Source material:
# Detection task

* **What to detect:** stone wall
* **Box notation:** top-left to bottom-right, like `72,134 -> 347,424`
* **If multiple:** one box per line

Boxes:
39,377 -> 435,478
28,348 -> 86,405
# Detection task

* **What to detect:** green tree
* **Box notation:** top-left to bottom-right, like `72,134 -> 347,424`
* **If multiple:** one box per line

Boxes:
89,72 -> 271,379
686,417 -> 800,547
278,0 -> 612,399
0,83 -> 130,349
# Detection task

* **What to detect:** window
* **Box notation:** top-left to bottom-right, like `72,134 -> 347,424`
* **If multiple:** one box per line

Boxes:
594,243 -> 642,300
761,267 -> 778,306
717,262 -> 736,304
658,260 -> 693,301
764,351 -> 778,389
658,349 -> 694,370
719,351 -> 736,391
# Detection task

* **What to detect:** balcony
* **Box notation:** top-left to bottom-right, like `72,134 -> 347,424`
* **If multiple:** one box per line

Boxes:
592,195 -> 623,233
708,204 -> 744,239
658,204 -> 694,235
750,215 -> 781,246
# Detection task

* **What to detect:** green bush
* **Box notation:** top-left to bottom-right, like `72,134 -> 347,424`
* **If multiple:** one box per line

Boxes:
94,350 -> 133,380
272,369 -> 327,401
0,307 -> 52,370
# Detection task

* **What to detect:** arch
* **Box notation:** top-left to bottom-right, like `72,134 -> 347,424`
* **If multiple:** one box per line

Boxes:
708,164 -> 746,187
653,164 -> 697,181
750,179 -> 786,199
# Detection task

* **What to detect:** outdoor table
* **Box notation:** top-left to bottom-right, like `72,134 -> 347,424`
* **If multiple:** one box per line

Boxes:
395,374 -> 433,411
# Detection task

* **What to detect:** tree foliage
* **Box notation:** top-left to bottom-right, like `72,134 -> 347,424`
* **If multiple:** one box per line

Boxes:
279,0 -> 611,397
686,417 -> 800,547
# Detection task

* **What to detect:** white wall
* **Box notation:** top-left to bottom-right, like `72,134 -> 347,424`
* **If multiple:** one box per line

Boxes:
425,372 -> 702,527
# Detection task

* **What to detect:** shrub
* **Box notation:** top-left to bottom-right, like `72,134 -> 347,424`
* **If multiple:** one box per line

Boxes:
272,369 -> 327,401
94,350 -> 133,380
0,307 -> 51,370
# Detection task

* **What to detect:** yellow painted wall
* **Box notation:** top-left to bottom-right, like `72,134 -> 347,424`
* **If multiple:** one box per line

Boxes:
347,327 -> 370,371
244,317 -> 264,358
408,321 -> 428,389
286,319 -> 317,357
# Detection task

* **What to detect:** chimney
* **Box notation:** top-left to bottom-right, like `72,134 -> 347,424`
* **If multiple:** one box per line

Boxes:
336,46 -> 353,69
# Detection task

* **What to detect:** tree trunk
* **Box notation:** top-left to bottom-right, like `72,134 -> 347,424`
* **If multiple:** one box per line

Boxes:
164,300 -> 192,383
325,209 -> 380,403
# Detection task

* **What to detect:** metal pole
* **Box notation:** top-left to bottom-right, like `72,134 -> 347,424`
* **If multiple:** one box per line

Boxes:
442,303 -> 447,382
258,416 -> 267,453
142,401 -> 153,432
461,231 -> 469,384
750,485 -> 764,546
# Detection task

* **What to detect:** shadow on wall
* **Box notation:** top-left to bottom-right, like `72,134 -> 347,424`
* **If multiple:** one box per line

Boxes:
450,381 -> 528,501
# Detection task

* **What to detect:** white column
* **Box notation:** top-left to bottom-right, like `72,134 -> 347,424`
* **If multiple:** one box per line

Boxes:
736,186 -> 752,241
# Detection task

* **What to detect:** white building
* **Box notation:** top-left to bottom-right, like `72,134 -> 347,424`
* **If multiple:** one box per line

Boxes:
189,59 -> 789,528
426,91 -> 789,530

Task description: Please reproduce, character for character, the stretch of items from the very beginning through the line containing "750,179 -> 786,199".

Exercise answer:
# Detection task

* **What to detect:** stone wall
* **Box notation:** top-left to bottom-right, like `72,134 -> 347,424`
* **If multiple:** one box per line

Boxes:
39,377 -> 435,478
28,348 -> 86,405
# Detection task

* **What to detect:** green tree
* **Box notation:** top-left to bottom-right, like `72,134 -> 347,424`
* **If multiple:** one box per line

Boxes:
89,72 -> 271,379
686,417 -> 800,547
278,0 -> 612,399
0,83 -> 130,349
# Detection task

* **What to detect:** window
* **Box notation:** top-left to bottom-right, like `72,134 -> 347,424`
* **If multiple:** one box per line

Boxes:
594,243 -> 642,300
761,267 -> 778,306
717,262 -> 736,304
658,260 -> 693,301
764,351 -> 778,389
658,349 -> 694,370
719,351 -> 736,391
# Detection task

* **What to detect:** balcony
* **Box notation:** top-left to bottom-right, like `72,134 -> 347,424`
* **If multiple:** one box per line

Boxes:
592,195 -> 623,233
708,204 -> 744,239
658,204 -> 694,235
750,215 -> 781,246
# Detection task

* **What to detect:** green bush
* **Box notation:** top-left to bottom-right, like `72,134 -> 347,424`
* **If multiple:** one box per line

Boxes:
94,350 -> 133,380
272,369 -> 327,401
0,307 -> 52,370
# Detection task

* **What to detect:** arch
* **Box notation:** top-left to bottom-right, like `72,134 -> 347,424`
* **If multiple:** one box per line

Boxes:
708,164 -> 746,187
653,164 -> 697,181
750,179 -> 786,199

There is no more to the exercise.